*What to work on:* Revise the data below by replacing every occurrence of "tight boxes" with "precise boxes", leaving all other text unchanged.

*Data for bounding box labeling:*
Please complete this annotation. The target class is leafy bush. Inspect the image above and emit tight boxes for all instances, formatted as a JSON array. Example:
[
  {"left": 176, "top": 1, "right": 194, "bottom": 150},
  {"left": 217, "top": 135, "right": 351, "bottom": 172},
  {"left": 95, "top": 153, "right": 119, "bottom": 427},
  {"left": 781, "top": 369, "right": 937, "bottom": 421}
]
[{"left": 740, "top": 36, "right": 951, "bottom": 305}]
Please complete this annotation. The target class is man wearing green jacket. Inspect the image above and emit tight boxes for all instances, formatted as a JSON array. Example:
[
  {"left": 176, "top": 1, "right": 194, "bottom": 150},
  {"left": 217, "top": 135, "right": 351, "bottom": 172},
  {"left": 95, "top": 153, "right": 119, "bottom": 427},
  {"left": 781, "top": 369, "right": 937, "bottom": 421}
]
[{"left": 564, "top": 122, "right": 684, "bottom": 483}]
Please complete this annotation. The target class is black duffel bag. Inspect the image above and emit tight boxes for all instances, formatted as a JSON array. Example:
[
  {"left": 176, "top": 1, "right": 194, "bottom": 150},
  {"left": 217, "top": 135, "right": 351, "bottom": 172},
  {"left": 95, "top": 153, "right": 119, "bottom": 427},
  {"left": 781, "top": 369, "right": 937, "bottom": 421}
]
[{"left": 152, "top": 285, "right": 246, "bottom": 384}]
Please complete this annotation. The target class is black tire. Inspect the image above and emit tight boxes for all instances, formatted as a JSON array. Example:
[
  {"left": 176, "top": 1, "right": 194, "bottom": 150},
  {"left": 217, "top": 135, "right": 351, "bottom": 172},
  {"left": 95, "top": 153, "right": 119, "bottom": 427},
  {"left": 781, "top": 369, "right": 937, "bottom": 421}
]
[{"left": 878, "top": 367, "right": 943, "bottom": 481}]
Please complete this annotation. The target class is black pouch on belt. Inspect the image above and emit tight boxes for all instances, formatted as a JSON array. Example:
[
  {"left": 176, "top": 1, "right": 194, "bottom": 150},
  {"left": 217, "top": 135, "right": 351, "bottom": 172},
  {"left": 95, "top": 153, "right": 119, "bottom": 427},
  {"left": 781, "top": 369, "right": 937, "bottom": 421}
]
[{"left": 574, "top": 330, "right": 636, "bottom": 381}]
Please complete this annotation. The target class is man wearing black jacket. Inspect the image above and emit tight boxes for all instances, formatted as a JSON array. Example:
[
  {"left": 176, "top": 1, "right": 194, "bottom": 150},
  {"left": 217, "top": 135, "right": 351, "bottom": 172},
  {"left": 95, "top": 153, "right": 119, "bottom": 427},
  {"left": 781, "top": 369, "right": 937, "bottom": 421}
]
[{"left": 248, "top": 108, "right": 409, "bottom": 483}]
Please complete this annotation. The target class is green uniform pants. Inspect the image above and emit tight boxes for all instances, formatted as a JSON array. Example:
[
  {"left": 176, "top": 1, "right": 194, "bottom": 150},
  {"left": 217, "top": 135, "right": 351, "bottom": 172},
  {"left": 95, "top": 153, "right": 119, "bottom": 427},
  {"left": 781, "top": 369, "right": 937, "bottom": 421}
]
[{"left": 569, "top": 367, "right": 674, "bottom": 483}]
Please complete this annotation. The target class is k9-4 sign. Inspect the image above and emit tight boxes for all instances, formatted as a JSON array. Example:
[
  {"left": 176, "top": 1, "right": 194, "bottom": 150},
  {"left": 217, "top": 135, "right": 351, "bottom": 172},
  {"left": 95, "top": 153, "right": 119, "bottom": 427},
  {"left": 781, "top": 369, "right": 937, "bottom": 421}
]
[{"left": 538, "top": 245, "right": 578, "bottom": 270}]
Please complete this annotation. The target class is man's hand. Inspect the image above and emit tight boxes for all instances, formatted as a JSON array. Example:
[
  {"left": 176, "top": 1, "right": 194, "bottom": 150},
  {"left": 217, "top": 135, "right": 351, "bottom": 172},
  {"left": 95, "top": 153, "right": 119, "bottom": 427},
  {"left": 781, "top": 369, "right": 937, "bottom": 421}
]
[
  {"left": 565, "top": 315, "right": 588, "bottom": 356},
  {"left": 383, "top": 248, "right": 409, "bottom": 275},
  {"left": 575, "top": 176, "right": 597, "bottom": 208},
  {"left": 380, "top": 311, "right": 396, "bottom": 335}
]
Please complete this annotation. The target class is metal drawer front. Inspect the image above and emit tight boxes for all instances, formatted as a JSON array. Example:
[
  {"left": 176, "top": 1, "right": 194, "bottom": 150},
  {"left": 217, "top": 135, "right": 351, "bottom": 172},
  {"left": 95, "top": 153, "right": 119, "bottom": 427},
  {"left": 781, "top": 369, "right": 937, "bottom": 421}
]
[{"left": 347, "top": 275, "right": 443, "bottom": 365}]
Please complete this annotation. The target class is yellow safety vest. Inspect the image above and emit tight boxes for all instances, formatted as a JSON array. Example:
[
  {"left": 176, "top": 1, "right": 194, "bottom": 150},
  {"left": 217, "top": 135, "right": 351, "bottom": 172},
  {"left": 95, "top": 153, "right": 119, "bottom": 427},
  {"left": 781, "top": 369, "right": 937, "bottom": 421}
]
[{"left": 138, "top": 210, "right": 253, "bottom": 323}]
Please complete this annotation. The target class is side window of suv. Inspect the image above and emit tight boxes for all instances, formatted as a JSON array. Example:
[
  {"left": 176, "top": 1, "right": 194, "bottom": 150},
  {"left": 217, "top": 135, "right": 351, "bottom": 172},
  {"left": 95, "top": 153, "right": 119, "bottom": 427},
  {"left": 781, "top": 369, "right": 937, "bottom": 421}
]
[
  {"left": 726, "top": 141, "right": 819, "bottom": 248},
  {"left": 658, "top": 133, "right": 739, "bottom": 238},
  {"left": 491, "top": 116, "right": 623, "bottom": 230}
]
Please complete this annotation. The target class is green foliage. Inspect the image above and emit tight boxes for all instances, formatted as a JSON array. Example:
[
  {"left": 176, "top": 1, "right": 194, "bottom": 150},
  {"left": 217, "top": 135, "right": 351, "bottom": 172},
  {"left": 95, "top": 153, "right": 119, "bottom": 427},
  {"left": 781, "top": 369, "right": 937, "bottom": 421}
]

*Task output:*
Please complete this annotation. The target class is leafy bush. Inspect the image above and emit precise boxes for all instances, formatted as a JSON array. Example:
[
  {"left": 176, "top": 1, "right": 194, "bottom": 150},
  {"left": 217, "top": 135, "right": 351, "bottom": 172},
  {"left": 95, "top": 153, "right": 119, "bottom": 427},
  {"left": 781, "top": 369, "right": 937, "bottom": 421}
]
[{"left": 740, "top": 36, "right": 951, "bottom": 305}]
Please complete this annotation. The target class is man wearing green jacket. Inspect the image above and emit precise boxes for all instances, formatted as a JSON array. Example:
[
  {"left": 176, "top": 1, "right": 194, "bottom": 150},
  {"left": 217, "top": 135, "right": 351, "bottom": 172},
  {"left": 95, "top": 153, "right": 119, "bottom": 427},
  {"left": 781, "top": 369, "right": 937, "bottom": 421}
]
[{"left": 564, "top": 122, "right": 684, "bottom": 483}]
Please complete this annotation. The target class is black duffel bag. Inspect the image above and emit precise boxes for all instances, formatted as a JSON array. Example:
[
  {"left": 176, "top": 1, "right": 194, "bottom": 150},
  {"left": 217, "top": 135, "right": 351, "bottom": 172},
  {"left": 95, "top": 153, "right": 119, "bottom": 427},
  {"left": 781, "top": 369, "right": 937, "bottom": 421}
]
[{"left": 152, "top": 285, "right": 246, "bottom": 384}]
Please complete this annotation. The target class is black tire. Inspect the image above and emit precise boxes for all instances, formatted as a JSON array. Example:
[
  {"left": 176, "top": 1, "right": 194, "bottom": 150},
  {"left": 217, "top": 135, "right": 351, "bottom": 172},
  {"left": 95, "top": 153, "right": 119, "bottom": 427},
  {"left": 781, "top": 369, "right": 937, "bottom": 421}
]
[{"left": 878, "top": 367, "right": 943, "bottom": 481}]
Please complete this annotation. The target class is black pouch on belt. Inspect the image above and emit precise boxes for all instances, formatted as a JSON array. Example:
[
  {"left": 176, "top": 1, "right": 194, "bottom": 150},
  {"left": 217, "top": 135, "right": 351, "bottom": 172},
  {"left": 95, "top": 153, "right": 119, "bottom": 427},
  {"left": 781, "top": 369, "right": 937, "bottom": 421}
]
[{"left": 574, "top": 330, "right": 636, "bottom": 381}]
Please complete this annotation. The target class is man wearing black jacket. Inspect the image above and emit precise boxes for all instances, formatted as a JSON array. Example:
[
  {"left": 176, "top": 1, "right": 194, "bottom": 150},
  {"left": 217, "top": 135, "right": 351, "bottom": 172},
  {"left": 95, "top": 153, "right": 119, "bottom": 427},
  {"left": 781, "top": 369, "right": 937, "bottom": 421}
]
[{"left": 248, "top": 108, "right": 409, "bottom": 483}]
Please complete this annotation. The target class is green uniform pants. Inspect the image above and emit precise boxes for all instances, formatted as a JSON array. Example:
[
  {"left": 176, "top": 1, "right": 194, "bottom": 150},
  {"left": 217, "top": 135, "right": 351, "bottom": 172},
  {"left": 95, "top": 153, "right": 119, "bottom": 427},
  {"left": 781, "top": 369, "right": 937, "bottom": 421}
]
[{"left": 569, "top": 367, "right": 674, "bottom": 483}]
Please complete this annotation. The target class is k9-4 sign. Inspect the image above and emit precise boxes for all instances, formatted as a JSON array. Example:
[
  {"left": 176, "top": 1, "right": 194, "bottom": 150},
  {"left": 217, "top": 135, "right": 351, "bottom": 172},
  {"left": 95, "top": 153, "right": 119, "bottom": 427},
  {"left": 781, "top": 369, "right": 937, "bottom": 421}
]
[{"left": 538, "top": 245, "right": 578, "bottom": 270}]
Please complete this annotation. The target class is man's hand. Inspect the image above and emit precise boxes for all instances, formatted as a JSON array. Example:
[
  {"left": 176, "top": 1, "right": 194, "bottom": 150},
  {"left": 217, "top": 135, "right": 351, "bottom": 172},
  {"left": 95, "top": 153, "right": 119, "bottom": 427},
  {"left": 781, "top": 369, "right": 937, "bottom": 421}
]
[
  {"left": 565, "top": 315, "right": 588, "bottom": 356},
  {"left": 383, "top": 248, "right": 409, "bottom": 275},
  {"left": 575, "top": 176, "right": 597, "bottom": 208},
  {"left": 380, "top": 311, "right": 396, "bottom": 335}
]
Please complete this annotation. The target class is metal drawer front. Inspect the image above and emit precise boxes for all instances, formatted as a JSON array. Example:
[
  {"left": 176, "top": 1, "right": 194, "bottom": 150},
  {"left": 217, "top": 135, "right": 351, "bottom": 172},
  {"left": 95, "top": 153, "right": 119, "bottom": 427},
  {"left": 781, "top": 369, "right": 937, "bottom": 421}
]
[{"left": 347, "top": 275, "right": 443, "bottom": 365}]
Please complete this annotation. The target class is yellow safety vest. Inspect the image above and emit precise boxes for all instances, formatted as a JSON array. Example:
[
  {"left": 176, "top": 1, "right": 194, "bottom": 150},
  {"left": 217, "top": 135, "right": 351, "bottom": 172},
  {"left": 95, "top": 153, "right": 119, "bottom": 427},
  {"left": 781, "top": 369, "right": 937, "bottom": 421}
]
[{"left": 138, "top": 210, "right": 253, "bottom": 323}]
Please complete this annotation. The target class is side window of suv. Inspect the image above and emit precise boxes for all instances, formatted as a JSON array. Example:
[
  {"left": 176, "top": 1, "right": 194, "bottom": 150},
  {"left": 217, "top": 135, "right": 351, "bottom": 172},
  {"left": 95, "top": 153, "right": 119, "bottom": 427},
  {"left": 781, "top": 369, "right": 937, "bottom": 421}
]
[
  {"left": 726, "top": 141, "right": 819, "bottom": 248},
  {"left": 658, "top": 133, "right": 739, "bottom": 238},
  {"left": 491, "top": 116, "right": 623, "bottom": 230}
]
Please complete this annotation. The target class is green foliage. Inspect the image above and emit precise boxes for all instances, formatted as a JSON array. Example:
[
  {"left": 176, "top": 1, "right": 194, "bottom": 150},
  {"left": 217, "top": 135, "right": 351, "bottom": 172},
  {"left": 95, "top": 153, "right": 119, "bottom": 427},
  {"left": 781, "top": 369, "right": 937, "bottom": 421}
]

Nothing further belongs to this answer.